**Passage to read:**
^^^^^^^^

James Lane (1626 – September 13, 1688) was a 17th-century English emigrant to the New England Colonies. He was one of the main early settlers of North Yarmouth, Massachusetts Bay Colony (now Yarmouth, Maine), along with compatriots John Cousins, William Royal and George Felt.

Lanes Island in Yarmouth is named for him. He was killed in 1688 on the island by Native Americans.

== Arrival in the Thirteen Colonies ==
Lane's family hailed from Rickmansworth, Hertfordshire, where he was born in 1626 to James Sr. and Katherine Russell. In 1654, Lane was a citizen and tradesman in London. By 1660, however, he had arrived in Malden, Massachusetts Bay Colony, where his brother, Job, had been living. He then moved north to Casco Bay, in today's Maine, settling on the eastern side of Cousins River.

== Personal life ==
It is believed Lane's wife was named Sarah Ann White, with whom had a daughter (Ann) and five sons (John, Samuel, Henry, Job and James).

^^^^^^^^

**Material provided:**
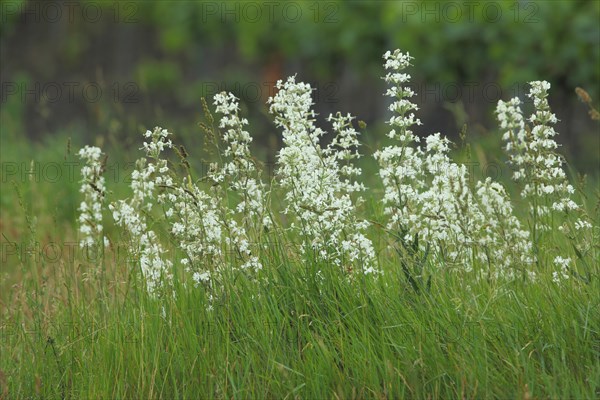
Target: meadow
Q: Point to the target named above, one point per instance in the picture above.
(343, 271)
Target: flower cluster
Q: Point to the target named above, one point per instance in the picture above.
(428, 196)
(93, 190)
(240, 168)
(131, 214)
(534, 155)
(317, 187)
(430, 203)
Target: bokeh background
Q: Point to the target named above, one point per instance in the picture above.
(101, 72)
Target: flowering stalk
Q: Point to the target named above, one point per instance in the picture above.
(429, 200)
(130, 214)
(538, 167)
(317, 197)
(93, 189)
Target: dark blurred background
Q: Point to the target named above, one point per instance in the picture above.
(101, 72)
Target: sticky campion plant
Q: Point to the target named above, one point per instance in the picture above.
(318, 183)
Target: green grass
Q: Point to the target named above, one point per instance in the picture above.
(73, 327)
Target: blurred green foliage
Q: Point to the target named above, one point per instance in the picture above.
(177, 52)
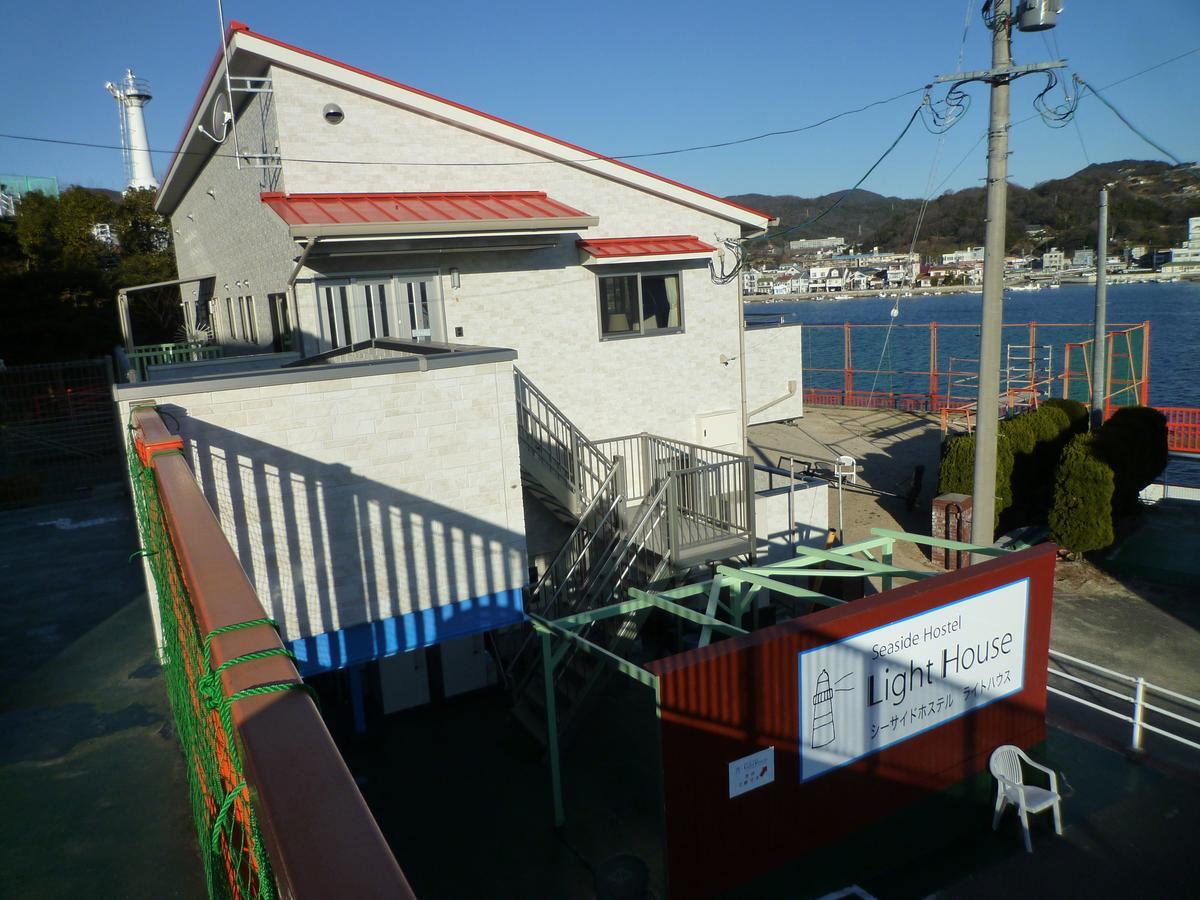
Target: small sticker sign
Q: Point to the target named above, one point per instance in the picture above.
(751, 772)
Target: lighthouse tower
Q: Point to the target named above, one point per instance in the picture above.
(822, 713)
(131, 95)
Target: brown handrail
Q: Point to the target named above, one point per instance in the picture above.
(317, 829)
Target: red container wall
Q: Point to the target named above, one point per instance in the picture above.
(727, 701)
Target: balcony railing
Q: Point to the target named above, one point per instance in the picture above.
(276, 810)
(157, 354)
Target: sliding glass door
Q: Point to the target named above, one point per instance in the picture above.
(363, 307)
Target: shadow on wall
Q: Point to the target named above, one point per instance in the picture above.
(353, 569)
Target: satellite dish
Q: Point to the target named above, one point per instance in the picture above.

^^^^^^^^

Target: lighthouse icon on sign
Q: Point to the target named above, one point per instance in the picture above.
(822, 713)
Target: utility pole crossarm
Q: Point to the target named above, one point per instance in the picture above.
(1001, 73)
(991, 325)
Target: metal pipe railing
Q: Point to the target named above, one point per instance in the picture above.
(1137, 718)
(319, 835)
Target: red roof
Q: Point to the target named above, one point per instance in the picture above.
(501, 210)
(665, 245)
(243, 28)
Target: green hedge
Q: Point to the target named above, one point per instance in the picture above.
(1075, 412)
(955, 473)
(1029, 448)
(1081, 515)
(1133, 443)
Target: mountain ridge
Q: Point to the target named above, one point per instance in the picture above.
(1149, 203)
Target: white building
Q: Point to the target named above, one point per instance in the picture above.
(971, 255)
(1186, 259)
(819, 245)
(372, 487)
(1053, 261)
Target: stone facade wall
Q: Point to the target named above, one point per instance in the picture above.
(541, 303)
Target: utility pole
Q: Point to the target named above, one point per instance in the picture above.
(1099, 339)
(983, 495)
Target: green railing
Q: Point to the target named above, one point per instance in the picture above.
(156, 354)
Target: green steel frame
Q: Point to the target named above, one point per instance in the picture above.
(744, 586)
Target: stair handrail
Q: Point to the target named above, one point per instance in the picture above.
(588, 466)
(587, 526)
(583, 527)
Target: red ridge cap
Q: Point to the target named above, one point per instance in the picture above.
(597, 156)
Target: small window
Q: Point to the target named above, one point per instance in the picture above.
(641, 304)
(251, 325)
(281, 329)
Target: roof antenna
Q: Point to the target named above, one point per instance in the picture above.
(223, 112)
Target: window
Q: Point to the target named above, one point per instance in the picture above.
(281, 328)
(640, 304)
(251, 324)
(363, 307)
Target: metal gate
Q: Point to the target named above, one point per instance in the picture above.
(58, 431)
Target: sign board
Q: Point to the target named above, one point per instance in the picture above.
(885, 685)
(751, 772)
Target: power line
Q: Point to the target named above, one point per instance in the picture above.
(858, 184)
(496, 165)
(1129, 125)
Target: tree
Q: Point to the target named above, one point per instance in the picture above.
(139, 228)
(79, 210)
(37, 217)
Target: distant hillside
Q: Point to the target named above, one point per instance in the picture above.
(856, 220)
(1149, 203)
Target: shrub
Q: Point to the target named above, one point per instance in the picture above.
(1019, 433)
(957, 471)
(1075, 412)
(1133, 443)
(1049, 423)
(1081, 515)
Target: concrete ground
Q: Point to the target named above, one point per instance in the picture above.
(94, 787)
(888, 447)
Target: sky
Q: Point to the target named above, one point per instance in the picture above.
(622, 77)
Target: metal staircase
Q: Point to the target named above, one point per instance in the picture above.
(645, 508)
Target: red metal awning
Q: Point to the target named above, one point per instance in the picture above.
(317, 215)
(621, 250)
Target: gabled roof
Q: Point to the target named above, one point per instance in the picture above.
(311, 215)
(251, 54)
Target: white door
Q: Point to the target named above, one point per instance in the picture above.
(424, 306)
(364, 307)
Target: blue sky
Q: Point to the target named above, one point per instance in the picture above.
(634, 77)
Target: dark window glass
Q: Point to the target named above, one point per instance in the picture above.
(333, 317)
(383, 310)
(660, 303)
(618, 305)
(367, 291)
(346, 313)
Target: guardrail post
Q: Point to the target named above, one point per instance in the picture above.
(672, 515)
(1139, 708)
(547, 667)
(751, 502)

^^^^^^^^

**Problems to solve:**
a) List the names of all of Lane's sons given in the passage about James Lane.
b) Write the next few sentences of the passage about James Lane, picking up right after its final sentence.

**Task answers:**
a) John, Samuel, Henry, Job, James

b)
He became chief officer of the North Yarmouth Military Company between 1665 and 1666.

== Death ==
In June 1675, the local Native Americans began a "war of extermination" against the settlers who were encroaching on their fishing ground. What is now known as Lanes Island, the first island at the mouth of the Royal River, was their council ground, and its western end their burial ground. Lane was the first of their victims, on September 13, 1688, followed the next day by two sons of Mr. Hazelton, who had recently purchased the remaining half of Cousins Island. They were hunting cattle in the woods when they were captured.

He was buried on September 14 in Falmouth Foreside Cemetery.